Alors qu’il n’y a pas besoin d’avoir fait une thèse en thérapie de couple pour comprendre que de s’engager sur le long terme à grand coup de crédits immobiliers avec une personne dont la seule qualité était d’être là au bon moment, le temps passant, la routine s’installant et tous les petits problèmes du quotidien qui se rajoutent, la relation n’est jamais au beau fixe et vous êtes rarement sélectionné en une de gala comme couple le plus glamour de l’année après 10 ans de mariage. Pour faire clair ça craint et ça n’est pas parti pour s’arranger, mais, va savoir pourquoi, je semble toujours être la seule à m’en rendre compte et, lassée de passer pour la rabat-joie de service dans un domaine où le réalisme n’est pas très à la mode, je me contente de prendre un air compatissant quand les gens me racontent leurs déboires amoureux. Mais qu’ils se rassurent, de ce que j’ai pu voir, les couples qui vont mal tiennent très très très longtemps. L’humain et sa propension à se pourrir lui-même sa vie sans doute, comme si la pollution, les pesticides et la multitude de cancer qui nous pend au nez n’allaient pas s’en charger.

Mais pour en revenir à mon acolyte du fitness, je lui donne totalement raison, on ne peut pas dire que la chaleur humaine déborde par ici. Les rares fois où j’ai pris le métro, j’ai été frappée du nombre de gens les yeux rivés sur leur portable n’ayant absolument aucune conscience de ce qui les entoure. On met son échographie sur Facebook mais si notre voisin de gauche nous adresse la parole, on pense que l’on va se faire agresser tellement on en a plus l’habitude.

Travail demandé
Poursuivez l'extrait sur la vie de couple et le manque de chaleur humaine en reprenant après sa dernière phrase. La liste présentée ensuite n'est pas nécessaire.

Données sources
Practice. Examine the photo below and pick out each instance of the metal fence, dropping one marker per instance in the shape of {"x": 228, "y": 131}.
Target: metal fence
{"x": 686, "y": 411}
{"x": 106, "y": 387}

Réponse
Et en ce qui concerne les rapports hommes femmes, je ne connais pas les us et coutumes du Pérou, et je regrette bien pour lui qu’il soit pris un « je ne suis pas intéressée » dans les dents avant qu’il n’ait pu dire quoi que ce soit, mais de notre côté du globe, les rapports hommes femmes sont aussi mal barrés que ceux de simple civilité. Niveau drague, les hommes ici ne sont pas doués et quand ils s’essayent à l’art délicat de la séduction, c’est souvent avec un taux d’alcoolémie qui ne leur permet pas de dire autres choses que des phrases de ploucs. Déjà qu’à jeun il y a rarement de la créativité ou le projet du tome 2 de l’alchimiste en cours quand on nous aborde, l’alcool accentuant le vide sidéral de leurs propos, le résultat est bien souvent pathétique. Et les filles on est bêtes, bien élevées, et on prend l’habitude à force d’être comme les jeux MB et d’attirer les beaufs de 7 à 77 ans. Fatalement on finit par prendre le pathétisme en pitié.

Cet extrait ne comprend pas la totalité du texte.